| Exercise task |
Lay out the lines of the listing below as a JSON list of strings, one string per line and no blank lines, starting with the line containing "Segment the shrub." and going on through the line containing "Provide the mask of the shrub.".

........

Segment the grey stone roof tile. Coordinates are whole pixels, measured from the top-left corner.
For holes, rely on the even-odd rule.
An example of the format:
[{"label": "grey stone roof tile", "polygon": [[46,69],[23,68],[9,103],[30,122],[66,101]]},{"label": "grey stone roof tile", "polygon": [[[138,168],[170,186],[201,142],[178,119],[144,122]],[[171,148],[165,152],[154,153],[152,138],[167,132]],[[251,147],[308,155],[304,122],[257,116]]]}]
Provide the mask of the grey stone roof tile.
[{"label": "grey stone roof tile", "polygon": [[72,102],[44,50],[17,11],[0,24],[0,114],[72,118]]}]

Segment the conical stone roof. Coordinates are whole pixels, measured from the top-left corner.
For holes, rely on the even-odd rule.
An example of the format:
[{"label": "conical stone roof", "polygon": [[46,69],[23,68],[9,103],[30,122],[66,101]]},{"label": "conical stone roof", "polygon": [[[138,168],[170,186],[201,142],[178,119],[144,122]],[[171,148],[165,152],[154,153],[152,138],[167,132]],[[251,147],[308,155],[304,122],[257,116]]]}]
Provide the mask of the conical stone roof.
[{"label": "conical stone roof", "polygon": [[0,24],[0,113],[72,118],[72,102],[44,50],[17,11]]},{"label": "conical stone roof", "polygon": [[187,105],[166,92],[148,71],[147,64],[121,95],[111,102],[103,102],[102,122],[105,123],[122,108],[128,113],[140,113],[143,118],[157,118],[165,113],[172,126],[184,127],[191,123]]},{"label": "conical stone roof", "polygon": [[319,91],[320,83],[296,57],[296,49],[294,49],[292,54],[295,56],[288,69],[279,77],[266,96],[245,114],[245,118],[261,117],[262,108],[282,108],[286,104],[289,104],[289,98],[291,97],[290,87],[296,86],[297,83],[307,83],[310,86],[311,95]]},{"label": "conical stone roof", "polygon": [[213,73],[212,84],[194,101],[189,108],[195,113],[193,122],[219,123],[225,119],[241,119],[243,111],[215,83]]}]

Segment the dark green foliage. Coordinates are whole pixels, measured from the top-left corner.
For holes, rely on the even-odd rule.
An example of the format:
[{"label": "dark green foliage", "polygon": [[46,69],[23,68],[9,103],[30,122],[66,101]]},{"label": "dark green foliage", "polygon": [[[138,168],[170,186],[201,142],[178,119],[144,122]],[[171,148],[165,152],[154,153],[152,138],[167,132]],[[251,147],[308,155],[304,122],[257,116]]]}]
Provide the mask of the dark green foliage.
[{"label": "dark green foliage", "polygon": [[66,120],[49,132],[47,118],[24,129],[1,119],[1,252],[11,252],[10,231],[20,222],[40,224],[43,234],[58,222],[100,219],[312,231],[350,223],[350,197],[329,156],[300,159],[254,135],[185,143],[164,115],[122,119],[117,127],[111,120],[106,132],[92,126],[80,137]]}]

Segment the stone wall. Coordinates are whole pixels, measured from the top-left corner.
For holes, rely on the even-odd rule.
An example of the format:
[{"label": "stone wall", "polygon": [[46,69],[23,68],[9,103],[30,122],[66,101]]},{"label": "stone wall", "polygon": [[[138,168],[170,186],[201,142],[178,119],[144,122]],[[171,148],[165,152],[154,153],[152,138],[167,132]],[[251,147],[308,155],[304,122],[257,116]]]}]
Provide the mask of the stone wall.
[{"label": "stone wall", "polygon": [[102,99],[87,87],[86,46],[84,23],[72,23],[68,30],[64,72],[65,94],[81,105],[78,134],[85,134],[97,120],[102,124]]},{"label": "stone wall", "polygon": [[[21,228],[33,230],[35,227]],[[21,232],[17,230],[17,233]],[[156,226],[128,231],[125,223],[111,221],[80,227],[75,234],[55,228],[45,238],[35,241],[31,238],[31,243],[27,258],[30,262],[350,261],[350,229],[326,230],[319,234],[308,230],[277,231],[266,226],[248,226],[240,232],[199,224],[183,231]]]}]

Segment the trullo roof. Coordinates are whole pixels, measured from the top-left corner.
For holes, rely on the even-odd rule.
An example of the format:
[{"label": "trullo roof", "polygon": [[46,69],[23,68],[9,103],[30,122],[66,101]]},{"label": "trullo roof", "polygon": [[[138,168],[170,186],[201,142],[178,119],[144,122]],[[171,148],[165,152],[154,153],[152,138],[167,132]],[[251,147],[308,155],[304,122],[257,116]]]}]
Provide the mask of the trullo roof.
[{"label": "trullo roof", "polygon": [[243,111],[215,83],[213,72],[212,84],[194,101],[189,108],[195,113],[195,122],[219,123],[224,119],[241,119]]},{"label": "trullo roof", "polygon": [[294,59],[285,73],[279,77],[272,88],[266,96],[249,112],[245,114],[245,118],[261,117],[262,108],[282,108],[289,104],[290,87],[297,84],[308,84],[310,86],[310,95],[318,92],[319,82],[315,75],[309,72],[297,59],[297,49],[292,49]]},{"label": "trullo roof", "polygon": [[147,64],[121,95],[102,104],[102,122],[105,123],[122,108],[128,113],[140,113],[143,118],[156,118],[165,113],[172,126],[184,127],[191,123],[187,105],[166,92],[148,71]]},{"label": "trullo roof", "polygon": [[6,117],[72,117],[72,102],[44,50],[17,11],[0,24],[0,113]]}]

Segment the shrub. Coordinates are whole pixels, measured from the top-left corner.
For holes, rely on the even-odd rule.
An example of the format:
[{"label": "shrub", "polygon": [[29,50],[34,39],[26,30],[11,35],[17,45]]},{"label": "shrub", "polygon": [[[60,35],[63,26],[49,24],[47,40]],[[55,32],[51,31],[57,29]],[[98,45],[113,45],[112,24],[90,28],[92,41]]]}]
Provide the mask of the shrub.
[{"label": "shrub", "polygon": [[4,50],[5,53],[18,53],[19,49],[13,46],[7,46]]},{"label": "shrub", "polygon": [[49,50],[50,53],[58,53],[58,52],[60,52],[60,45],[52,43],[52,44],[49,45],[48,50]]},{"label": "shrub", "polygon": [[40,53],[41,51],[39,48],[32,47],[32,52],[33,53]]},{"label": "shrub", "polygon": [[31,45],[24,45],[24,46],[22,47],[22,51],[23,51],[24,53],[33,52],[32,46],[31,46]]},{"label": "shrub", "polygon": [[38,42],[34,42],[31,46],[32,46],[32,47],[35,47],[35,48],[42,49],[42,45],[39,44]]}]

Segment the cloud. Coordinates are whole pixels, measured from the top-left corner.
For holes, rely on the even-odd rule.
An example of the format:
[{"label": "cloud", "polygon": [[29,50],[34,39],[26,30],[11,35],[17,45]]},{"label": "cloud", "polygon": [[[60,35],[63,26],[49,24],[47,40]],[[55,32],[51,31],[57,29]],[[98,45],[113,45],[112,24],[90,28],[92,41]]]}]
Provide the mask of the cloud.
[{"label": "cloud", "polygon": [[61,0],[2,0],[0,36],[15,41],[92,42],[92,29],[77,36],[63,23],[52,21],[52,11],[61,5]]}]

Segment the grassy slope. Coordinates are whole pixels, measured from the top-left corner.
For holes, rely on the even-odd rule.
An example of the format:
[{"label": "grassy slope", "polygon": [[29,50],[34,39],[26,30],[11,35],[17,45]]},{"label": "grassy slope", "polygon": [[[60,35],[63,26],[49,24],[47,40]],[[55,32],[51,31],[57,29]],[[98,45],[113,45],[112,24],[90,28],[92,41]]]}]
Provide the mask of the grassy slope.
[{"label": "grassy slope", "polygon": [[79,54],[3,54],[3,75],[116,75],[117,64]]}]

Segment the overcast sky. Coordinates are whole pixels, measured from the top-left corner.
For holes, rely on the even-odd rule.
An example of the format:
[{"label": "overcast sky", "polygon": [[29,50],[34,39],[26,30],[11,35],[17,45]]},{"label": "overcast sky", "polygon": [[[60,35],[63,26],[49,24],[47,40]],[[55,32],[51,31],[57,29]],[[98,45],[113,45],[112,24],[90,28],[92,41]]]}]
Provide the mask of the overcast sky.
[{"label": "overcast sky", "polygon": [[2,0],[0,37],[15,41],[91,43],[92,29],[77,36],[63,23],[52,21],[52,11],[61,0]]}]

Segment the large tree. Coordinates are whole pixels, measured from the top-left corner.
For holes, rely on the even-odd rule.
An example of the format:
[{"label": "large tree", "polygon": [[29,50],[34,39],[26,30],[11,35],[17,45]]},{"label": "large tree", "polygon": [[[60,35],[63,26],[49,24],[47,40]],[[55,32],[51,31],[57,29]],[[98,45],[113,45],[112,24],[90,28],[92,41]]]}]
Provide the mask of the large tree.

........

| Finished exercise |
[
  "Segment the shrub. Coordinates are whole pixels, measured from the top-left corner.",
  "For holes, rely on the even-odd rule.",
  "An example of the format:",
  "[{\"label\": \"shrub\", \"polygon\": [[29,50],[34,39],[26,30],[11,35],[17,45]]},{\"label\": \"shrub\", \"polygon\": [[[60,35],[63,26],[49,24],[47,40]],[[55,32],[51,31],[57,29]],[[98,45],[113,45],[112,24],[90,28],[92,41]]]}]",
  "Provide the mask of the shrub."
]